◆ WHAT IS NEEDED
Each record is to be transcribed exactly.
***** RECORDS TO PROCESS
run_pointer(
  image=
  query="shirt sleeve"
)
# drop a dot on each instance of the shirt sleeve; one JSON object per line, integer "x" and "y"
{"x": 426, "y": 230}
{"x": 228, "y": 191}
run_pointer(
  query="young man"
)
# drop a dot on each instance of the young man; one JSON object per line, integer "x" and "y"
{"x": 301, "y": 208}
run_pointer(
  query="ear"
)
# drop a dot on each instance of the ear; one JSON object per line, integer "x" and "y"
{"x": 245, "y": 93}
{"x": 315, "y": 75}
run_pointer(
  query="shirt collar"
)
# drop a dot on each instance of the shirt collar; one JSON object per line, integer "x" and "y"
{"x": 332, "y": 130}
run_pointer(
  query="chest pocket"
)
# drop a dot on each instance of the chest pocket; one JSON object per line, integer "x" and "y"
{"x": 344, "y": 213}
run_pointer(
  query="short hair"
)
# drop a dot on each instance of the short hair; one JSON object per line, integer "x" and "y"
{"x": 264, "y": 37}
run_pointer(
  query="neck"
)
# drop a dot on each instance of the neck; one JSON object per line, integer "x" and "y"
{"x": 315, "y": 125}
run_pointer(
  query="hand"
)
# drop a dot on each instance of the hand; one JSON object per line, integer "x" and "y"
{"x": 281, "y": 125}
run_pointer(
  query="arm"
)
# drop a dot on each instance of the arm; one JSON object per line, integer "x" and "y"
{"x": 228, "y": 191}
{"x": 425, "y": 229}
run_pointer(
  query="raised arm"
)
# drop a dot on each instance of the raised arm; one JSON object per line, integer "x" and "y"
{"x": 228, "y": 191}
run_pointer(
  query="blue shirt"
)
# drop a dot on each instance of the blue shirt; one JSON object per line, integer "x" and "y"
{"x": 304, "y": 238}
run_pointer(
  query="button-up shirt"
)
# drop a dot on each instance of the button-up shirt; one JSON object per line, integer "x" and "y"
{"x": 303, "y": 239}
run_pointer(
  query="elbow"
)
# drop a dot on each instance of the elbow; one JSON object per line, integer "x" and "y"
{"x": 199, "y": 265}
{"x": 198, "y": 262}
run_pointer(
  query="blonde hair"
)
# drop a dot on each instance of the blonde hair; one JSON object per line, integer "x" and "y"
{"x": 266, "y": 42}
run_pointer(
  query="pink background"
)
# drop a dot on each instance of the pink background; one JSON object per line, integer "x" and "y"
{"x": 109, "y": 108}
**********
◆ ANSWER TO THIS EXERCISE
run_pointer(
  image=
  query="shirt sleeve"
)
# drop a dot on each instance of the shirt sleeve; one JSON object per line, integer "x" and "y"
{"x": 426, "y": 230}
{"x": 228, "y": 191}
run_pointer(
  query="young man"
)
# drop a dot on each instance of the young man; one JSON object per line, integer "x" and "y"
{"x": 301, "y": 208}
run_pointer(
  query="ear"
)
# drop a dot on each instance of the ear; one JSON object per line, integer "x" and "y"
{"x": 245, "y": 93}
{"x": 315, "y": 75}
run_pointer(
  query="shirt collar"
)
# drop a dot on each instance of the shirt collar; one JSON object per line, integer "x" and "y"
{"x": 332, "y": 130}
run_pointer(
  query="chest pocket"
)
# drop a dot on each instance of the chest pocket; one JSON object per line, integer "x" and "y"
{"x": 344, "y": 213}
run_pointer(
  query="short hair"
)
# drop a dot on each instance of the short hair; one JSON object per line, integer "x" and "y"
{"x": 264, "y": 37}
run_pointer(
  query="neck"
)
# drop a dot on each instance of the neck; one JSON object per line, integer "x" and "y"
{"x": 315, "y": 125}
run_pointer(
  query="hand"
)
# drop a dot on each instance of the hand; one JSON object per line, integer "x" and "y"
{"x": 281, "y": 125}
run_pointer(
  query="arm"
)
# drop a dot on each instance of the arm; one JSON object per line, integer "x" and "y"
{"x": 228, "y": 191}
{"x": 425, "y": 229}
run_pointer(
  query="raised arm"
)
# drop a dot on each instance of the raised arm; one JSON object per line, integer "x" and "y"
{"x": 228, "y": 191}
run_pointer(
  query="blue shirt"
)
# drop a dot on each instance of the blue shirt; one JSON object per line, integer "x" and "y"
{"x": 304, "y": 238}
run_pointer(
  query="button-up shirt"
)
# drop a dot on each instance of the button-up shirt; one JSON object per line, integer "x" and "y"
{"x": 303, "y": 239}
run_pointer(
  query="elbow"
)
# drop a dot on each instance of the elbow; one JSON object per line, integer "x" and "y"
{"x": 199, "y": 265}
{"x": 198, "y": 262}
run_pointer(
  query="blonde hair"
)
# drop a dot on each instance of the blonde hair; one JSON object per line, integer "x" and "y"
{"x": 266, "y": 42}
run_pointer(
  query="pink background"
)
# drop a dot on each instance of the pink background; one JSON object per line, integer "x" and "y"
{"x": 109, "y": 108}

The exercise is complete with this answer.